Segment Start: SUPPLIED MATERIAL

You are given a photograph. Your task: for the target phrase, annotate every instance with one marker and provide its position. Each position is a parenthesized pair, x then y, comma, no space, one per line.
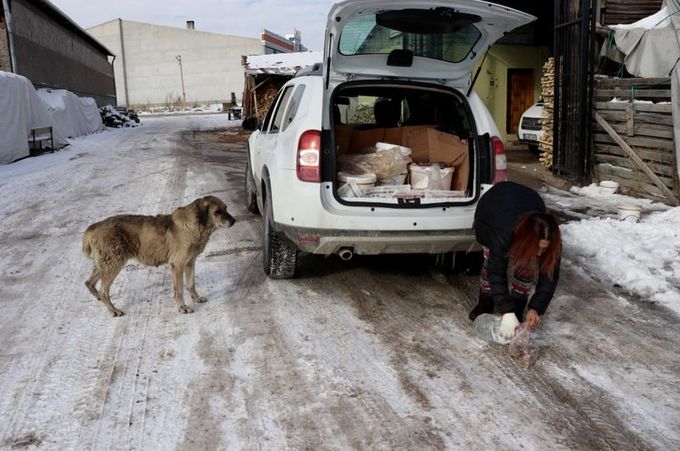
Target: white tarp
(20,111)
(73,116)
(651,48)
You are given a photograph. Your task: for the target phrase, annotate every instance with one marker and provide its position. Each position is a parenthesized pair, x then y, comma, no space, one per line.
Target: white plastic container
(430,177)
(629,213)
(608,187)
(487,326)
(357,182)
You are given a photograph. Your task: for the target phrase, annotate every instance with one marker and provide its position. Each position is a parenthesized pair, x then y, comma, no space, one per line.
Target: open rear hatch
(403,144)
(396,73)
(414,39)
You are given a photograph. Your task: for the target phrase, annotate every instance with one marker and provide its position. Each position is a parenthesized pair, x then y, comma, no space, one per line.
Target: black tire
(251,194)
(278,257)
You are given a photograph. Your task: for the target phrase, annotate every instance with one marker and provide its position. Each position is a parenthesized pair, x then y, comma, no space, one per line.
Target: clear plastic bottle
(487,327)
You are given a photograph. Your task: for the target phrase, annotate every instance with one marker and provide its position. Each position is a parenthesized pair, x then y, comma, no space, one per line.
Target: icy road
(376,353)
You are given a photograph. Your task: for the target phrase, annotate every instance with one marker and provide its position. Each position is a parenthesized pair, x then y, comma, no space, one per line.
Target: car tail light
(500,160)
(309,156)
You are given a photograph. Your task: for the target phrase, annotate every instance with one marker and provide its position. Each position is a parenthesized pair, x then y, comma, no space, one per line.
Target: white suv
(393,88)
(530,126)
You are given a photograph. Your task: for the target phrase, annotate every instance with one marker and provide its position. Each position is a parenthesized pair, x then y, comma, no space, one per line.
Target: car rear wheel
(278,257)
(251,194)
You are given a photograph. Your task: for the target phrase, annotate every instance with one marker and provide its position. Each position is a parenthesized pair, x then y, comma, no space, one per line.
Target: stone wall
(5,64)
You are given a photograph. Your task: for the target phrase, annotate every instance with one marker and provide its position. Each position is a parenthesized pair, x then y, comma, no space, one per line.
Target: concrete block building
(41,43)
(160,65)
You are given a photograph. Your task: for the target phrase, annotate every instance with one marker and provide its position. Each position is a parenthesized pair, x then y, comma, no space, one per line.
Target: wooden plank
(646,155)
(635,176)
(659,169)
(640,129)
(631,153)
(637,107)
(637,93)
(637,141)
(609,83)
(648,118)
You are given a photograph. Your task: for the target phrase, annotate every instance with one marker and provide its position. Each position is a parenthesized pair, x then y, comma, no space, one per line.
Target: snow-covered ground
(370,354)
(641,258)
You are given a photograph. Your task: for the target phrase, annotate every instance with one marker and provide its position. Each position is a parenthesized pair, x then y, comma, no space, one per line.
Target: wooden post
(633,156)
(630,122)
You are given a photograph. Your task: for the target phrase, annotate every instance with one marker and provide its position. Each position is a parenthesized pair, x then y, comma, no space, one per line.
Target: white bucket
(430,177)
(629,213)
(608,187)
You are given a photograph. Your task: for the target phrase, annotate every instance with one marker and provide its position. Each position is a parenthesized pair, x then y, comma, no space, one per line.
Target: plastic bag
(523,346)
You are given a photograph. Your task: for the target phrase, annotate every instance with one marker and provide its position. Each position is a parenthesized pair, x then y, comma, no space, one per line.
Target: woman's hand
(533,319)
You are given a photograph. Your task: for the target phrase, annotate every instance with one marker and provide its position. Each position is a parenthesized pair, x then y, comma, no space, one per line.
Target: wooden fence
(633,137)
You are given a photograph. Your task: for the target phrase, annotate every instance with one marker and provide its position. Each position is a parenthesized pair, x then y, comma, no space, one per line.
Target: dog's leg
(191,281)
(91,283)
(107,279)
(178,285)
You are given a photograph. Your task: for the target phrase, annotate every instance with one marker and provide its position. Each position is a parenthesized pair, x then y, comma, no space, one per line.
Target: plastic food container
(608,187)
(359,181)
(430,177)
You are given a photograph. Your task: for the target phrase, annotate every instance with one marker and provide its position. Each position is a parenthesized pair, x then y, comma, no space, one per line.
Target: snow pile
(21,110)
(643,258)
(114,118)
(595,193)
(72,115)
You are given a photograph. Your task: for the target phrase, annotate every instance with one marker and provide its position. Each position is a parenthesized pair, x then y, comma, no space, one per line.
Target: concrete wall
(492,84)
(54,56)
(5,64)
(147,71)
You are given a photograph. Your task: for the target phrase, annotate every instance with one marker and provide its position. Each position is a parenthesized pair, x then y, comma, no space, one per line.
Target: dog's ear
(202,211)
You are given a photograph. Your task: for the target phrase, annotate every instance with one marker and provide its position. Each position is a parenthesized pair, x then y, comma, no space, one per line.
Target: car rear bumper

Segment End: SUPPLIED MATERIAL

TASK ITEM: From the first line to the last, write out the data exactly, dropping any pictures.

RESPONSE BELOW:
You are given a photograph. Your task: for the target phrase, annotate every instance with one marker and provide its position. Each position is a parenthesized pair, x then y, comma, no space, one per line.
Target: white tarp
(20,111)
(73,116)
(651,48)
You are given a photograph. Your task: for the target phrase, annotate every instance with one marker and provide its position. Each position is a parenthesized pair, x then y, comma, no space, one per line.
Target: white plastic container
(430,177)
(629,213)
(608,187)
(487,326)
(357,182)
You are given a photograph. Your task: for the target phrase, annotate every instance with one marker and provide its position. Each position is a parenthesized pair, x then y, comma, no space, one per line.
Target: open rear hatch
(403,144)
(396,73)
(414,39)
You are given a photograph. Your task: for the target phrase, annotate every instance with one marker and provide its position. Each position is a parenthesized pair, x then y, comma, no space, one per line.
Target: black tire
(251,194)
(278,257)
You are given a photograph. Your task: for the target phrase, annotate every instance with one marker and provide its position. Each position is a parenthesized pair, x then y, comma, no space, one per line.
Target: clear plastic bottle
(487,327)
You are given a photograph. Your task: for the target phrase, annotate every instance with one marker and provide its position. Each position is a parenthesized pair, x then y, comma, no space, one per line.
Target: icy road
(376,353)
You are given a photograph. Your task: for the target phrase, annotate every instance with one marker and provide its position. Each position is a parenthesized pair, x then y, comma, no space, one per line.
Target: car tail light
(500,160)
(309,156)
You are given a photograph. Your task: for the target phrase, annotate every instance with one marker and provide its position. Each position is a parenthesized pair, x then y, comma, no space, one per line.
Target: white suv
(393,88)
(530,126)
You are given a photograph. Your task: for the target phrase, annotate every instance with one marker and provide its position. Each position is a parenthesized pair, x then y, comma, no space, one per line.
Target: car rear wheel
(278,257)
(251,194)
You are given a photograph. Your task: for the target phrase, annotate every instance with one marker and provide its position. Each position is a parenthesized pair, x then y, comma, no space, one per line.
Target: stone wall
(5,64)
You are given a photograph. Your task: for the target phrase, annotate every instance with one marker and provide its position. Each position is a parenthesized pair, x then y, comma, no space, one per line.
Target: concrete block building
(41,43)
(160,65)
You are given a photograph. Your task: for the target phrase, annotate every instance with one marker and provide its position. Each position is a parenthesized pair, x then y, comma, no space, one per line.
Target: wooden plank
(646,155)
(635,176)
(659,169)
(640,129)
(631,153)
(637,107)
(637,93)
(637,141)
(609,83)
(648,118)
You are given a photograph. Your task: for the target phrase, annotate every instance with one marker and provide its position. Each position is a parenthesized pair, x then y, comma, no space, one per line.
Target: snow-covered ground
(370,354)
(641,258)
You are given a photograph. Your task: for the target phrase, annotate every instance with one marker and provide its position. Each position is a parenthesized pair, x then y, comma, no space, one per line.
Target: wooden post
(633,156)
(630,122)
You are given a photograph. Your task: for the target phrase, annotate every instance with one marker and provide its position. Each position is a parenthesized pair, x then y, comma, no space, one per line.
Target: white bucket
(430,177)
(629,213)
(608,187)
You are given a photograph. Your task: for the target phrase, annotate every instance with one marker and provide its position. Each position is a parenthesized pair, x then y, comma, no space, one per line.
Target: plastic bag
(523,346)
You are given a photograph. Your task: for the target phrase, annotate every instance with one marker and provide its position. Each position is a parenthesized pair, x then y, comma, no space, one per line.
Target: woman's hand
(533,319)
You are given a photograph. Your task: for the target phrase, annotate every instance with one marker and provide its position. Each position is a parenthesized pair, x then y, comma, no space, one per line.
Target: wooden fence
(633,137)
You are given a photograph. Your task: for the target phrase, annotate every instance with one marker and provide its position. Each position is a parenthesized pair, x then y, comma, no space, one per line.
Target: dog's leg
(191,281)
(91,283)
(107,279)
(178,285)
You are given a photograph. Your task: for the target phrase, annotate every instance with one marker and provide its position. Each position is a parenthesized pair, x then y, comma, no space, one per line.
Target: plastic food container
(608,187)
(359,181)
(430,177)
You are given a photograph. Your task: for the target phrase, annotate every instance with one marker and provide its position. Each position is a parenthesized pair, x then y, comma, no space, one per line.
Target: snow pile
(21,110)
(643,258)
(114,118)
(595,193)
(72,115)
You are given a photograph. Your task: for the target phrase, annotate every instance with one marker and provide its position. Each position is a parenthesized pair, x then y, comma, no space, one per line.
Target: concrete wall
(492,84)
(54,56)
(5,64)
(147,71)
You are given a photograph. Your task: for the target phrase, annotate every instance with one marker and provide its position. Each position is a parenthesized pair, x then y, comma, no space, one per line.
Target: dog's ear
(202,211)
You are given a photograph. Your task: for the target phrase, annotate every instance with one marker and provide its position. Each position is a parenthesized pair, x then y, comma, no space, one per line.
Target: car rear bumper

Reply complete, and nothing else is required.